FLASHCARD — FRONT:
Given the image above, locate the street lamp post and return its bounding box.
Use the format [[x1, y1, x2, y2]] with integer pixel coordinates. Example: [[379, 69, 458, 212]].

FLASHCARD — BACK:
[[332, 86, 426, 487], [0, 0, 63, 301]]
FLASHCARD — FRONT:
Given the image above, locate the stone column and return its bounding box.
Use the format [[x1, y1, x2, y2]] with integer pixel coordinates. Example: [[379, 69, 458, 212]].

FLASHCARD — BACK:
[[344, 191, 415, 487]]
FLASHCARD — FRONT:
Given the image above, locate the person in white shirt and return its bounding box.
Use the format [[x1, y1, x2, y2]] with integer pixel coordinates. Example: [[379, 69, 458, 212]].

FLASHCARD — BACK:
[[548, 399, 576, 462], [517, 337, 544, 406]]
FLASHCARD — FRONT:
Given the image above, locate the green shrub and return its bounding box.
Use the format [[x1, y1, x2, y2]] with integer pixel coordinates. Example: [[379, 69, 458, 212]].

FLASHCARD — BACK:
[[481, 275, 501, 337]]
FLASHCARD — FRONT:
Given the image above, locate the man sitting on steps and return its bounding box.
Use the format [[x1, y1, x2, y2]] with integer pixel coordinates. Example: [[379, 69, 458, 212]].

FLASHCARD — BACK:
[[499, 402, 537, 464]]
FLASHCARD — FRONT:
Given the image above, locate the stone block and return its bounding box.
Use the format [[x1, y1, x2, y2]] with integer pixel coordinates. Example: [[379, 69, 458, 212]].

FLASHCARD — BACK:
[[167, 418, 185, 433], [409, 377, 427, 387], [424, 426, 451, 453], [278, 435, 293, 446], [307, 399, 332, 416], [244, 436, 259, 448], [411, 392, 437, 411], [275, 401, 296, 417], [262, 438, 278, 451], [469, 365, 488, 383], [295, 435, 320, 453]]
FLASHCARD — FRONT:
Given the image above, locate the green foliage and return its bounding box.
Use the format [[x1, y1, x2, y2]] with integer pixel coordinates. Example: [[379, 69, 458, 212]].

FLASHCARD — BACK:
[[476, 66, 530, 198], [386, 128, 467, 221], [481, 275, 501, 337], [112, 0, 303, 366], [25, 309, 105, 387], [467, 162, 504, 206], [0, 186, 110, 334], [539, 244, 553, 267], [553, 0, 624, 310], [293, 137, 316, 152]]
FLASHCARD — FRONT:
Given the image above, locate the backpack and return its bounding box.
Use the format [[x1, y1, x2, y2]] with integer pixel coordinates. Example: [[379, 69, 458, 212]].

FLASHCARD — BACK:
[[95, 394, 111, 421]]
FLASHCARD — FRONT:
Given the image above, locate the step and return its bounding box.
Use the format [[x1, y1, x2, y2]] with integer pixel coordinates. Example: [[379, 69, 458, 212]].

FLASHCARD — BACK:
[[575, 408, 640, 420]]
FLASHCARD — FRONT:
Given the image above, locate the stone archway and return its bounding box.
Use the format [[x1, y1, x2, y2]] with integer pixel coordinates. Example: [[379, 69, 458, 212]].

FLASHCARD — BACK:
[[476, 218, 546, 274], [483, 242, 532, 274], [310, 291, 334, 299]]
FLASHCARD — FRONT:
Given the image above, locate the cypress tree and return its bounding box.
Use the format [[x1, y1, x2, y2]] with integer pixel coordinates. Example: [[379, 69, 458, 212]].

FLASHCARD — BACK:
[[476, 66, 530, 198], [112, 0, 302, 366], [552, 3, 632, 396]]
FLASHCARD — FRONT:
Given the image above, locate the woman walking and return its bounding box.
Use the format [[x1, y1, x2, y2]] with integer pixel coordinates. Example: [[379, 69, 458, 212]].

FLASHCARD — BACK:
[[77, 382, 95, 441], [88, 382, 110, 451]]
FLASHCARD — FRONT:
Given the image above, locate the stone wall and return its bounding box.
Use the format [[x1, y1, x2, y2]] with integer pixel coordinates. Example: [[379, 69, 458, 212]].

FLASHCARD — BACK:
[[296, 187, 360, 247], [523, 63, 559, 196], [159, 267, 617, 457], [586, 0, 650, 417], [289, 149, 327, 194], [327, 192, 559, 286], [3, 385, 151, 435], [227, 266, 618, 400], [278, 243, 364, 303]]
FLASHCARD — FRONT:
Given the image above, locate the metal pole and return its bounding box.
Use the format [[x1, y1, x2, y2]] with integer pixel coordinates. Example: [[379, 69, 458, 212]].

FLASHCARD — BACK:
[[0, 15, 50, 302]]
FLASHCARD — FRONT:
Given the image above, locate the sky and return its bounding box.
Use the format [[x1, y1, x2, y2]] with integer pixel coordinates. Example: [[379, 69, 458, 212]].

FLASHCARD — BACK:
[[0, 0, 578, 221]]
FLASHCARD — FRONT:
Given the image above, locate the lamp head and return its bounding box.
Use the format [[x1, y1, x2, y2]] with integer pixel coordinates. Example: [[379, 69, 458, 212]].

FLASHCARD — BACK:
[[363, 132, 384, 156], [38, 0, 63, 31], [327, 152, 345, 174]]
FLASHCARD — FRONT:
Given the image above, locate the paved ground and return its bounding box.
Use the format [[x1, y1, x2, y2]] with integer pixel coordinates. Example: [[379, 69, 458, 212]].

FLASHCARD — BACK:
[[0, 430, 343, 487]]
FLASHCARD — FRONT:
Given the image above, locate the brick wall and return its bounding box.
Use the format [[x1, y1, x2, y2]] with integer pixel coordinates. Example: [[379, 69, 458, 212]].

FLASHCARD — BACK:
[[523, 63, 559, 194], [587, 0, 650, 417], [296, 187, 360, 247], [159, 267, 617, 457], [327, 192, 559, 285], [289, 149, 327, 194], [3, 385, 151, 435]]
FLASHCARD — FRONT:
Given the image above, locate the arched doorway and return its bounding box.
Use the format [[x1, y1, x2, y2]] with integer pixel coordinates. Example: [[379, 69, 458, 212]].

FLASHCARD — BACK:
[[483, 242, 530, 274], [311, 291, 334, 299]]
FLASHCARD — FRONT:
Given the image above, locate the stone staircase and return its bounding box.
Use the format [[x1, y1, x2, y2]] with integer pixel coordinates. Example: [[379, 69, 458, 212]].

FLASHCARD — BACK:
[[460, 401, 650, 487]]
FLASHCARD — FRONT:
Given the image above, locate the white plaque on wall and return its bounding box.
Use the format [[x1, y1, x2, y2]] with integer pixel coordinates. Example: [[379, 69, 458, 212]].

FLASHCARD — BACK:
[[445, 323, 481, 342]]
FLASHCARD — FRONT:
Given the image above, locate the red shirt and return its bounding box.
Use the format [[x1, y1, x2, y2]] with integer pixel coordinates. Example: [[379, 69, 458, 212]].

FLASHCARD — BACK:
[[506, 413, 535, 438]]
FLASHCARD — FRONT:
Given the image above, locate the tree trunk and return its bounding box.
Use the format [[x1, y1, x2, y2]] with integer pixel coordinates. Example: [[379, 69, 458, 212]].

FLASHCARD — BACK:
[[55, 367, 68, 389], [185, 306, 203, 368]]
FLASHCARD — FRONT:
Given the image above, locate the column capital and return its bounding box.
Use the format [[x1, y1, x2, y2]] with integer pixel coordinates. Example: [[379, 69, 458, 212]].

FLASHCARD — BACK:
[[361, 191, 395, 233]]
************
:: What is being asked ::
Please give the entries again from their start through the line containing "[[332, 86, 426, 487], [0, 0, 63, 301]]", with "street lamp post" renamed to "light pole" and nothing else changed.

:: Solution to this task ::
FLASHCARD — FRONT:
Given the image above, locate the light pole and return its bounding box.
Use the format [[x1, y1, x2, y2]] with integer pixel coordinates. Example: [[379, 69, 458, 212]].

FLASHCARD — BACK:
[[332, 86, 426, 487], [0, 0, 63, 301]]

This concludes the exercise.